• [Given text]
- - -
Independent Contractor vs. Employee

December 24th, 2010 BY Claire Moore

It is critical that you, the business owner, correctly determine whether the individuals providing services are employees or independent contractors. Generally, you must withhold income taxes, withhold and pay Social Security and Medicare taxes, and pay unemployment tax on wages paid to an employee. You do not generally have to withhold or pay any taxes on payments to independent contractors.

The following is a brief and general discussion of this subject. If you need help evaluating your situation or that of a client then seek assistance from the IRS for a final ruling on the matter.

Facts that determine the status of a worker come down to Control. How much control does the business exercise over a worker and what kind of control will determine the status.

Evidence of the degree of control and independence fall into three categories:

Behavioral: Does the company control or have the right to control what the worker does and how the worker does his or her job? If answers to the following questions is “Yes” then the worker is likely an employee.

1. Is the worker told when and where to do the work?
2. Is the worker told what tools and equipment to use?
3. Is the worker told who will assist in the work?
4. Is the worker instructed on the purchase of supplies and services?
5. Is each worker told what tasks must be performed?
6. Is the worker instructed on the sequence of when tasks are to be done?
7. Does the company evaluate how the work is performed and not just the end result?
8. Does the company provide training on how to do the job?

Even if the business does not provide any instructions regarding the work to be done, if the business retains the right to control the details of the worker’s performance then it can be assumed that the business is the employer and the worker is the employee and is not independent.

Financial: Are the business aspects of the worker’s job controlled by the payer? If the answers to the following questions is “Yes” then the worker is likely an independent contractor.

1. Does the worker have a significant investment in his own tools.
2. Does the worker incur expenses that are unreimbursed?
3. Is the worker free to seek out other business opportunities?
4. Is the worker paid by the job?

Type of Relationship: Will the relationship continue and is the work performed a key aspect of the business?

1. Is there a contract for services? The existence of a contract in and of itself doesn’t determine whether a worker is independent.
2. Does the worker get benefits such as insurance, pension and paid vacation? Again, the presence or absence of benefits does not mean that a worker is independent.
3. How permanent is the relationship? If a worker is hired with the expectations that the relationship will continue indefinitely, rather than for a specific period then that worker looks more like an employee than an independent contractor.
- - -
• [Dataset entries]
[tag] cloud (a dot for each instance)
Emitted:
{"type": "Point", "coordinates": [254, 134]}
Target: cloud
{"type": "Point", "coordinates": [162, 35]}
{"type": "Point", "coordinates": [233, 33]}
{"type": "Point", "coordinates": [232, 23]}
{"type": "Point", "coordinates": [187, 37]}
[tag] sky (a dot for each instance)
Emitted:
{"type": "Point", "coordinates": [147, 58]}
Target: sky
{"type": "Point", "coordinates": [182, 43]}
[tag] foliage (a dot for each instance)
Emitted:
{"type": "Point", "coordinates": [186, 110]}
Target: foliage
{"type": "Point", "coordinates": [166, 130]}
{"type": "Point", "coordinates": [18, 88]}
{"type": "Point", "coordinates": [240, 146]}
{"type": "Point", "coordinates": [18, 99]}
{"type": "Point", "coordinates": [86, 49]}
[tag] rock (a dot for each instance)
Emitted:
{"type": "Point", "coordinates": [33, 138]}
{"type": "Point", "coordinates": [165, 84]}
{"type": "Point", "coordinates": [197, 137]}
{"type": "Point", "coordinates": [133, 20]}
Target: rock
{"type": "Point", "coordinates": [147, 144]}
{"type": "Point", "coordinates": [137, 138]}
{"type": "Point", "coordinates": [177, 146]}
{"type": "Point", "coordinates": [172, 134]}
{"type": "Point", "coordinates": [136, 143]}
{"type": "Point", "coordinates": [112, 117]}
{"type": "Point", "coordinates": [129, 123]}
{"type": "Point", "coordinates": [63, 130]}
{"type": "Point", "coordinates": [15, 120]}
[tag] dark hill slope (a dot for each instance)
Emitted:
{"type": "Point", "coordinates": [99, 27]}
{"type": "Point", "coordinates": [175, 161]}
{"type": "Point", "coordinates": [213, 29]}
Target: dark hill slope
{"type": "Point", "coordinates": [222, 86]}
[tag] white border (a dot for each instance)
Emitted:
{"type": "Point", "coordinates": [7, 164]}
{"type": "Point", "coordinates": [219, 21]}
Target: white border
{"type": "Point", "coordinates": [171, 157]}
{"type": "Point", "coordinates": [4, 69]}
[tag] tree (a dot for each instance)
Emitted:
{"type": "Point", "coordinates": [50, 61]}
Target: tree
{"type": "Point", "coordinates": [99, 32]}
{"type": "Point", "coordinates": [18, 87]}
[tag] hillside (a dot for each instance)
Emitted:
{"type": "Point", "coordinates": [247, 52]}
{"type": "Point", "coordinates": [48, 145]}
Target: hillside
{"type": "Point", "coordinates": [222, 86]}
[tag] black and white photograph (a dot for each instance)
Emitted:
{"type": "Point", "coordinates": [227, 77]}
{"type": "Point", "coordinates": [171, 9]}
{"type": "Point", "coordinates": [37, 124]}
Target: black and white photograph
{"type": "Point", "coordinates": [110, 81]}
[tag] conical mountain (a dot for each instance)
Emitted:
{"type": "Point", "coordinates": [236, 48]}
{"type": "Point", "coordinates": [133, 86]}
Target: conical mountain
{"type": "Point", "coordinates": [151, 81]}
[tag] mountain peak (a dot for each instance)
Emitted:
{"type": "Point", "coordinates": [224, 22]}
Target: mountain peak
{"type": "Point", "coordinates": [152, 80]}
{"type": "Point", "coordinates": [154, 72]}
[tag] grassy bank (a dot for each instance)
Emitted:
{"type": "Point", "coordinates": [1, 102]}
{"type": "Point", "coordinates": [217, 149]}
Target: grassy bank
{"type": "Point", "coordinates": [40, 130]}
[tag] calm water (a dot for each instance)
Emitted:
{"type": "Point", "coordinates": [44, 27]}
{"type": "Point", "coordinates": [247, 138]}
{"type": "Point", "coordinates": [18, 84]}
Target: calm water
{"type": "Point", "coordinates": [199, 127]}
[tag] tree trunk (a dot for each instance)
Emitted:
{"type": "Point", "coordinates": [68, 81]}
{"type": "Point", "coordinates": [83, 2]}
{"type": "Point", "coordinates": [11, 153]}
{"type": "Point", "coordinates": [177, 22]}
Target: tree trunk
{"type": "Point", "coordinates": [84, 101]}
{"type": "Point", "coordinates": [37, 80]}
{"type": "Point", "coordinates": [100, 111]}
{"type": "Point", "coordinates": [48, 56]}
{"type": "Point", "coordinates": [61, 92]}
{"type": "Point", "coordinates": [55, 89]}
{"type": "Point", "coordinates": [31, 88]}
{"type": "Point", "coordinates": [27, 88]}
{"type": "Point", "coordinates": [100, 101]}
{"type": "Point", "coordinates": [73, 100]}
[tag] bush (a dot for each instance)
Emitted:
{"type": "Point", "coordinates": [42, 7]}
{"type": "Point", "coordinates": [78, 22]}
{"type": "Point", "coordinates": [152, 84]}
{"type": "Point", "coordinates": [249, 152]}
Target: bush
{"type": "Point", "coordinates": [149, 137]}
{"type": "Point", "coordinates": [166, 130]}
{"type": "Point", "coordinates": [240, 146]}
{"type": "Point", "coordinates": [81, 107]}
- - -
• [Work instructions]
a) Please write out the stretch of the worker-status article from "Behavioral: Does the" through "equipment to use?".
b) In the worker-status article, into which three categories does evidence of the degree of control and independence fall?
c) Decide whether each statement agrees with the worker-status article, giving yes or no and quoting the words that settle it: (i) A business generally must withhold taxes on payments to independent contractors. (ii) Being paid by the job is listed among the signs that a worker is likely an independent contractor. (iii) A contract for services by itself determines that a worker is independent.
Rely only on the worker-status article for your answers, not on the entries.

• [Solutions to the problems]
a)
Behavioral: Does the company control or have the right to control what the worker does and how the worker does his or her job? If answers to the following questions is “Yes” then the worker is likely an employee.

1. Is the worker told when and where to do the work?
2. Is the worker told what tools and equipment to use?

b) Behavioral, Financial, and Type of Relationship.

c)
(i) No: "You do not generally have to withhold or pay any taxes on payments to independent contractors."
(ii) Yes: "If the answers to the following questions is “Yes” then the worker is likely an independent contractor." and "Is the worker paid by the job?"
(iii) No: "The existence of a contract in and of itself doesn’t determine whether a worker is independent."